> _Directions for this task_:
Copy exactly the lines of the material below that run from the one containing "of the cherry" through the one containing "of the halved". Copy no other lines.
■ ■ ■
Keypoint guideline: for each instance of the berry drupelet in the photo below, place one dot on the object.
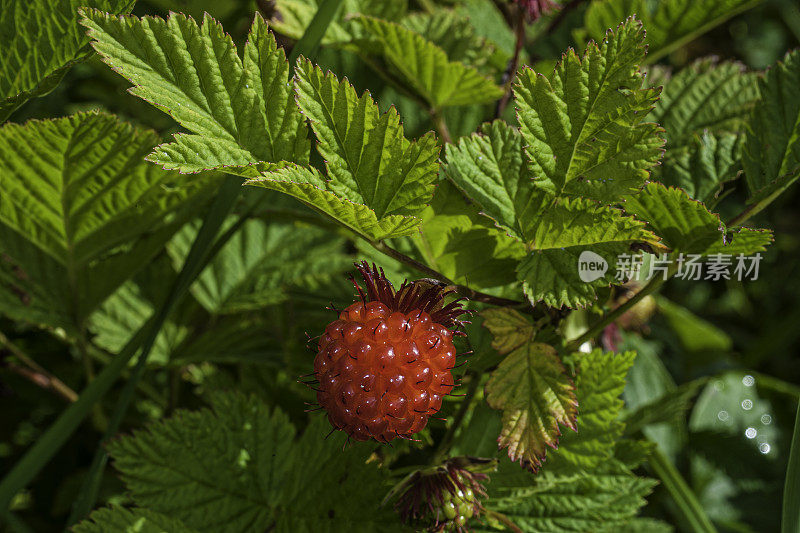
(385, 364)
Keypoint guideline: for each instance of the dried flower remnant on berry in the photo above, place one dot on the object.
(384, 365)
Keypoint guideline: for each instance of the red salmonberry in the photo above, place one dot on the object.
(385, 364)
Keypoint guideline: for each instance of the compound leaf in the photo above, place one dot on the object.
(41, 41)
(237, 467)
(116, 518)
(426, 68)
(583, 124)
(536, 395)
(684, 224)
(241, 113)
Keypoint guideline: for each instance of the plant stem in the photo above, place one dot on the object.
(513, 64)
(611, 316)
(683, 496)
(465, 291)
(36, 373)
(447, 440)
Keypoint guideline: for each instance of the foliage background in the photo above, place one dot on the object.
(749, 329)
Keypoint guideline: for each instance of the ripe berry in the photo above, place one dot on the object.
(385, 364)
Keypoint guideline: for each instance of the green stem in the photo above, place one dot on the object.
(688, 505)
(790, 518)
(611, 316)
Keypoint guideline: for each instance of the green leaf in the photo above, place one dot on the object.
(308, 186)
(670, 24)
(41, 41)
(81, 213)
(772, 149)
(701, 167)
(240, 111)
(568, 234)
(464, 246)
(535, 393)
(491, 169)
(599, 383)
(118, 518)
(583, 124)
(258, 262)
(295, 16)
(686, 225)
(707, 96)
(452, 32)
(426, 68)
(237, 467)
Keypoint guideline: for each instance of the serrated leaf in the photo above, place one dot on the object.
(491, 169)
(599, 384)
(745, 241)
(237, 467)
(41, 41)
(116, 518)
(295, 16)
(583, 124)
(464, 246)
(426, 68)
(772, 148)
(706, 96)
(308, 186)
(81, 213)
(536, 395)
(684, 224)
(703, 165)
(452, 32)
(669, 23)
(567, 234)
(252, 269)
(510, 329)
(240, 112)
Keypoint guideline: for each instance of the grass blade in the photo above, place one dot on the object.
(790, 519)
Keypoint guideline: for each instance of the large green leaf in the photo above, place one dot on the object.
(583, 124)
(41, 41)
(252, 269)
(568, 235)
(117, 519)
(426, 68)
(240, 111)
(294, 16)
(701, 167)
(376, 177)
(706, 96)
(464, 246)
(684, 224)
(597, 502)
(238, 467)
(81, 213)
(536, 395)
(772, 149)
(669, 23)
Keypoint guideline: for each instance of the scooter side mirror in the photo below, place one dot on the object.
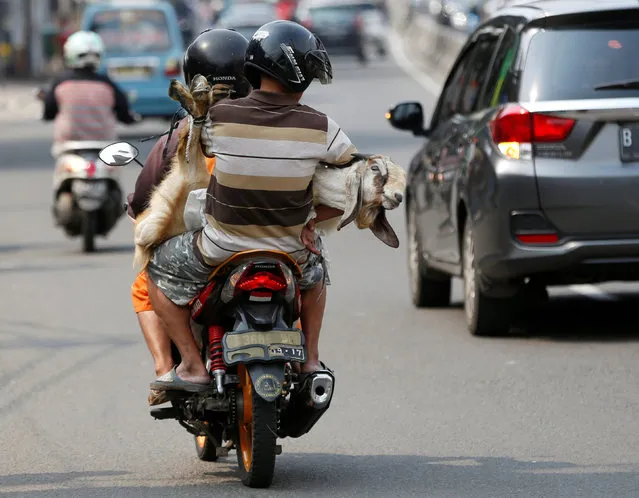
(118, 154)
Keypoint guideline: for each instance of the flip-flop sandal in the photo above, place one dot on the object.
(157, 397)
(170, 381)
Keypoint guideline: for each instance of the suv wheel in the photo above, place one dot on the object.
(429, 288)
(485, 315)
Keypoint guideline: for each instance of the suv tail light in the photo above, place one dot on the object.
(262, 280)
(514, 130)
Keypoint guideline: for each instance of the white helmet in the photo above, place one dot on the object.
(83, 49)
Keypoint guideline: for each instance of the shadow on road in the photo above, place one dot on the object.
(367, 475)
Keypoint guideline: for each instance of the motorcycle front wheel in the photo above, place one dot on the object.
(257, 435)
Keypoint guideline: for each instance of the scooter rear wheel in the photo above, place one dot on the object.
(257, 431)
(205, 448)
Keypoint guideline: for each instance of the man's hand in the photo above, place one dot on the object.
(308, 237)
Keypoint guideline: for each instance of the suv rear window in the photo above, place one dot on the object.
(130, 30)
(567, 63)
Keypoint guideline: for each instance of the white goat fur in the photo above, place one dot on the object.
(363, 190)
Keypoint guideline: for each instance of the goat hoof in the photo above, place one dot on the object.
(199, 86)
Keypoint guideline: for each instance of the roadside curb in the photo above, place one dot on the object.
(18, 102)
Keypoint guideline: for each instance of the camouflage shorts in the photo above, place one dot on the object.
(181, 275)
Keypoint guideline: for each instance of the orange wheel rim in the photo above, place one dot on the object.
(201, 441)
(246, 418)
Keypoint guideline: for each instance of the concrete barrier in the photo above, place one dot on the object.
(430, 45)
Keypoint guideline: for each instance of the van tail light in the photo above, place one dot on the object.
(172, 68)
(514, 130)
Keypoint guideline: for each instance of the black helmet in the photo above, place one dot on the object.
(218, 55)
(288, 52)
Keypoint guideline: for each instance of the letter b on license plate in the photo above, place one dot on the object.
(629, 142)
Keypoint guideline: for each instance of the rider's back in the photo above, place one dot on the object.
(267, 147)
(83, 107)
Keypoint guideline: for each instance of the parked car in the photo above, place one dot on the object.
(529, 174)
(354, 27)
(144, 51)
(247, 18)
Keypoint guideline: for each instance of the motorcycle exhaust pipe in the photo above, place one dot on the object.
(307, 405)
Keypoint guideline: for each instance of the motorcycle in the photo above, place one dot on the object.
(246, 323)
(87, 197)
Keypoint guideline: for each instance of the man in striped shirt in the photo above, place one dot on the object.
(267, 146)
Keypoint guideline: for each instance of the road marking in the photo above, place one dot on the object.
(399, 54)
(593, 292)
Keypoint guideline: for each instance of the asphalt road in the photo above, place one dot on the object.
(421, 408)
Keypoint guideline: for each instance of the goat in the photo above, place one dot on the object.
(163, 218)
(364, 189)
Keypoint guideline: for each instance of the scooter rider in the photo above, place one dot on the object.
(217, 54)
(83, 104)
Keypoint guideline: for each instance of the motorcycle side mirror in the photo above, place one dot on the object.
(119, 154)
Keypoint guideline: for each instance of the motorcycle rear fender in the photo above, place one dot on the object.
(267, 379)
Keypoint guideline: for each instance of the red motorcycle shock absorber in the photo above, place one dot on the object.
(216, 364)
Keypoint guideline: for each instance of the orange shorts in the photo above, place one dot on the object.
(140, 294)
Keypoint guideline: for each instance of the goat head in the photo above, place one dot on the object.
(196, 100)
(375, 185)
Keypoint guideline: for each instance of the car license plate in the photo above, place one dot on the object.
(129, 73)
(82, 188)
(629, 142)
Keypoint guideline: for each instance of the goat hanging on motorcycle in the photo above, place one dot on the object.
(85, 106)
(234, 265)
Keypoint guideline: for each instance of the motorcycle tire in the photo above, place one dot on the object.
(205, 448)
(89, 230)
(257, 435)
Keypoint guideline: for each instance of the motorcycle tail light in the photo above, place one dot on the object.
(262, 280)
(245, 279)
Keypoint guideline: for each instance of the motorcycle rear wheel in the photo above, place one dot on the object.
(257, 435)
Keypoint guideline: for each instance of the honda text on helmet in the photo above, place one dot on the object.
(218, 55)
(288, 52)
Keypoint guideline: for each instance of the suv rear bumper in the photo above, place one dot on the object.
(573, 261)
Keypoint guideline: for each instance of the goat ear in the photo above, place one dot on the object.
(358, 156)
(354, 198)
(383, 231)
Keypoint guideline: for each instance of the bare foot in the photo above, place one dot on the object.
(201, 376)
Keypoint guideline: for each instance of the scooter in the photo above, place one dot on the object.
(87, 196)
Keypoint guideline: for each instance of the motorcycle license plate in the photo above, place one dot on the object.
(264, 346)
(82, 188)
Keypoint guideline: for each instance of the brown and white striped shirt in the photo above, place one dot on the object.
(267, 147)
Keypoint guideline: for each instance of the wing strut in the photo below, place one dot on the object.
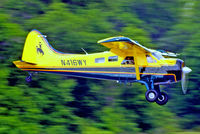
(136, 65)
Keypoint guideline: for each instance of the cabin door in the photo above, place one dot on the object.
(127, 69)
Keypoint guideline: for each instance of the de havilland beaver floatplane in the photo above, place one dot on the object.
(126, 62)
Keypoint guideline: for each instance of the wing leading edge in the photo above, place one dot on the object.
(122, 43)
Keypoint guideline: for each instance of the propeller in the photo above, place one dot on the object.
(184, 80)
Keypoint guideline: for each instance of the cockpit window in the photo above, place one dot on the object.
(149, 59)
(157, 55)
(129, 60)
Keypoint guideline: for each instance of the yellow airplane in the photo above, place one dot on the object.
(126, 62)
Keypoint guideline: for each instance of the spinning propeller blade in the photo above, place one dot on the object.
(184, 80)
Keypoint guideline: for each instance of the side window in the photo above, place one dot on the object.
(150, 59)
(113, 58)
(100, 60)
(129, 60)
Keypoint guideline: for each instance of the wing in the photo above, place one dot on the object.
(122, 45)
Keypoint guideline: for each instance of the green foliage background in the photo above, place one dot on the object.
(62, 105)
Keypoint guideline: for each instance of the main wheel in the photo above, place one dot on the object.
(28, 79)
(162, 99)
(151, 95)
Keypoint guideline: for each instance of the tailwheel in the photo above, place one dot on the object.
(162, 98)
(28, 78)
(151, 95)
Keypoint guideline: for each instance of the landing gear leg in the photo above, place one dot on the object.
(29, 78)
(162, 97)
(151, 95)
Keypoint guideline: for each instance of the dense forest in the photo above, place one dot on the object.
(53, 104)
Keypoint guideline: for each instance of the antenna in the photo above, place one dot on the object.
(42, 36)
(84, 51)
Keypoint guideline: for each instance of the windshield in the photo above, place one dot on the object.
(158, 55)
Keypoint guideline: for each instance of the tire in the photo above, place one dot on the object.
(28, 79)
(162, 99)
(151, 95)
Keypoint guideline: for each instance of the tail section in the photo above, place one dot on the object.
(37, 49)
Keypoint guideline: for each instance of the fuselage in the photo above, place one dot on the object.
(107, 65)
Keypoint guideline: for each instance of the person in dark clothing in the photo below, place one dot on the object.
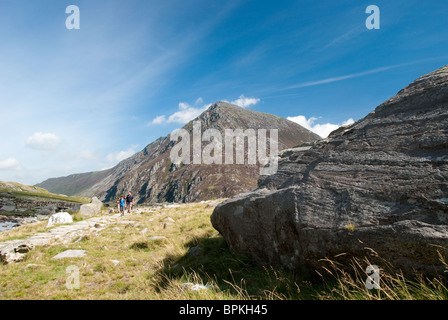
(129, 202)
(122, 205)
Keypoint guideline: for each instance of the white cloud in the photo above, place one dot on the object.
(116, 157)
(158, 120)
(187, 112)
(245, 102)
(45, 142)
(322, 130)
(87, 155)
(10, 164)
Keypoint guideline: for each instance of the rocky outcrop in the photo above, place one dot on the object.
(152, 176)
(378, 186)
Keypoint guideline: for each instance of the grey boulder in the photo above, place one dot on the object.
(375, 189)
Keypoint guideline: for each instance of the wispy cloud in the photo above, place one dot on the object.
(322, 129)
(245, 102)
(10, 164)
(45, 142)
(188, 112)
(341, 78)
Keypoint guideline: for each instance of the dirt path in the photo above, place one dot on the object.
(15, 250)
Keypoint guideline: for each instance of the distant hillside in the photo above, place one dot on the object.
(16, 198)
(152, 177)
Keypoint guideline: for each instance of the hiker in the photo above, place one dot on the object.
(122, 205)
(129, 202)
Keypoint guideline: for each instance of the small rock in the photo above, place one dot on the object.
(155, 238)
(115, 262)
(197, 287)
(195, 251)
(70, 254)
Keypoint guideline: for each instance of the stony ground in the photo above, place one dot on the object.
(108, 256)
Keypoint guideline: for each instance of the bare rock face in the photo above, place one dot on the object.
(380, 184)
(152, 176)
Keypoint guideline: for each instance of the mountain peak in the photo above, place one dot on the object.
(152, 176)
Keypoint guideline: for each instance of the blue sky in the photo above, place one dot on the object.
(82, 100)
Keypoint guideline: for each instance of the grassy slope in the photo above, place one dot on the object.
(149, 269)
(20, 190)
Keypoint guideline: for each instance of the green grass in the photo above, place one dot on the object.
(191, 252)
(19, 190)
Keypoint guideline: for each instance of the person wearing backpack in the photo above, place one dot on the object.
(129, 202)
(122, 205)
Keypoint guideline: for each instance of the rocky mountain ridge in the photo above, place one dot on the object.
(378, 188)
(152, 177)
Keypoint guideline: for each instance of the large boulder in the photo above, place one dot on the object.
(377, 188)
(91, 209)
(14, 250)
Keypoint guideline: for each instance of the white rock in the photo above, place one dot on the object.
(59, 218)
(70, 254)
(115, 262)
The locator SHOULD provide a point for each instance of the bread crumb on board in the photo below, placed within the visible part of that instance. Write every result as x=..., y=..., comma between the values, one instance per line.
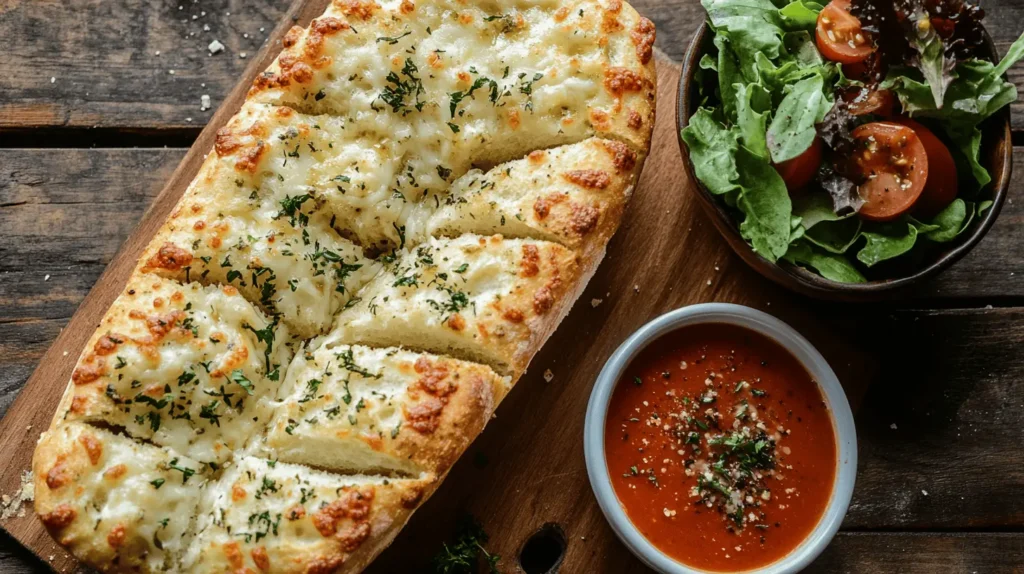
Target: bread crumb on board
x=13, y=505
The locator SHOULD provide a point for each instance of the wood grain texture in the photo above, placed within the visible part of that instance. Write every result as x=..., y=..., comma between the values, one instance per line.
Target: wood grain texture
x=102, y=56
x=19, y=428
x=958, y=416
x=636, y=258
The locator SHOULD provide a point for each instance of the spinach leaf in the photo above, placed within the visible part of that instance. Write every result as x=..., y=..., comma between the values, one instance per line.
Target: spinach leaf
x=830, y=266
x=751, y=26
x=766, y=206
x=800, y=15
x=950, y=221
x=753, y=107
x=713, y=151
x=813, y=209
x=728, y=76
x=977, y=92
x=836, y=236
x=887, y=240
x=792, y=129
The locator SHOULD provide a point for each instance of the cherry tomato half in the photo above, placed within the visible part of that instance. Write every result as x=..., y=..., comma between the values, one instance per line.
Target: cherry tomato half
x=894, y=164
x=839, y=35
x=801, y=170
x=940, y=188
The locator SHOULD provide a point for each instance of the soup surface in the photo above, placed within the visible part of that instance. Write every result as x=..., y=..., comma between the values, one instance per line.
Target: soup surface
x=721, y=447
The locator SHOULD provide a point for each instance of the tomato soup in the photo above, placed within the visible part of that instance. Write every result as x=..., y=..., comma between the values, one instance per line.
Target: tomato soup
x=721, y=447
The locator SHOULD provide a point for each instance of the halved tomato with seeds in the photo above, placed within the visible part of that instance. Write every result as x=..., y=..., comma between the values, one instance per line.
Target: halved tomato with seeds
x=800, y=171
x=940, y=189
x=840, y=37
x=894, y=165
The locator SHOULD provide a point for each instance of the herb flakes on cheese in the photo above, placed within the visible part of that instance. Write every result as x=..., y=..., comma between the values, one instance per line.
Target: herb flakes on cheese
x=185, y=366
x=385, y=410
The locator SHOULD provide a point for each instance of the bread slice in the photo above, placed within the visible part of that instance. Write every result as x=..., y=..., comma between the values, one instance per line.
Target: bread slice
x=353, y=203
x=263, y=516
x=363, y=177
x=483, y=299
x=184, y=366
x=473, y=82
x=573, y=194
x=119, y=504
x=278, y=250
x=353, y=408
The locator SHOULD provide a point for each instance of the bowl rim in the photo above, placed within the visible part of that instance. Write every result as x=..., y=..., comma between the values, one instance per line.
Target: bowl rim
x=806, y=281
x=809, y=357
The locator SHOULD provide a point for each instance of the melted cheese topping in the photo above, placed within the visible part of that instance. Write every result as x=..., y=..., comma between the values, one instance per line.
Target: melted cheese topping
x=387, y=410
x=276, y=517
x=371, y=135
x=266, y=235
x=573, y=194
x=429, y=90
x=120, y=504
x=475, y=298
x=184, y=366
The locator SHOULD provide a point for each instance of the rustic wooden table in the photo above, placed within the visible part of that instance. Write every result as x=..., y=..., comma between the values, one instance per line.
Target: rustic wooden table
x=99, y=99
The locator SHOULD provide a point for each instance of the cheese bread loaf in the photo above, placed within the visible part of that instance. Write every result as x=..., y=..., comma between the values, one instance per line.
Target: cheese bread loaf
x=402, y=211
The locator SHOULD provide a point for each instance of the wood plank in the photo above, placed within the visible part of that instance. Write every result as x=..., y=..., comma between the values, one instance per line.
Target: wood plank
x=102, y=56
x=66, y=212
x=950, y=384
x=32, y=407
x=532, y=417
x=960, y=421
x=922, y=554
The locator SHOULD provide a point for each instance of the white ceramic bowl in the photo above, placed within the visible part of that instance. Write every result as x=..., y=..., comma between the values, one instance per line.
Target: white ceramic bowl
x=846, y=435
■ ■ ■
> _Expected output_:
The locator SHOULD provide a point for each instance of the cherry tomato half in the photo above, placed within the visible part of that instance. Write every result as x=..., y=..., comma between the values, one instance per line.
Target: cherry tomato half
x=894, y=164
x=839, y=35
x=801, y=170
x=940, y=188
The locator SHOULD provide a point for each instance of the soup surface in the photo above, placed within the visible part of that instance. Write every result as x=..., y=..., comma between the values, one instance per line.
Target: soup surface
x=721, y=447
The locator SHOULD provide a point for each instance of the tomato soup in the photo above, placed within the visible part of that instance. Write every result as x=..., y=..., comma between the values, one instance per line.
Target: tomato soup
x=721, y=447
The locator SHOULD provide a point for each instance of the halved tomato with seeds in the photo above, placed within the visible part of that instance. Write every result as x=..., y=..., comma between the values, one instance per line.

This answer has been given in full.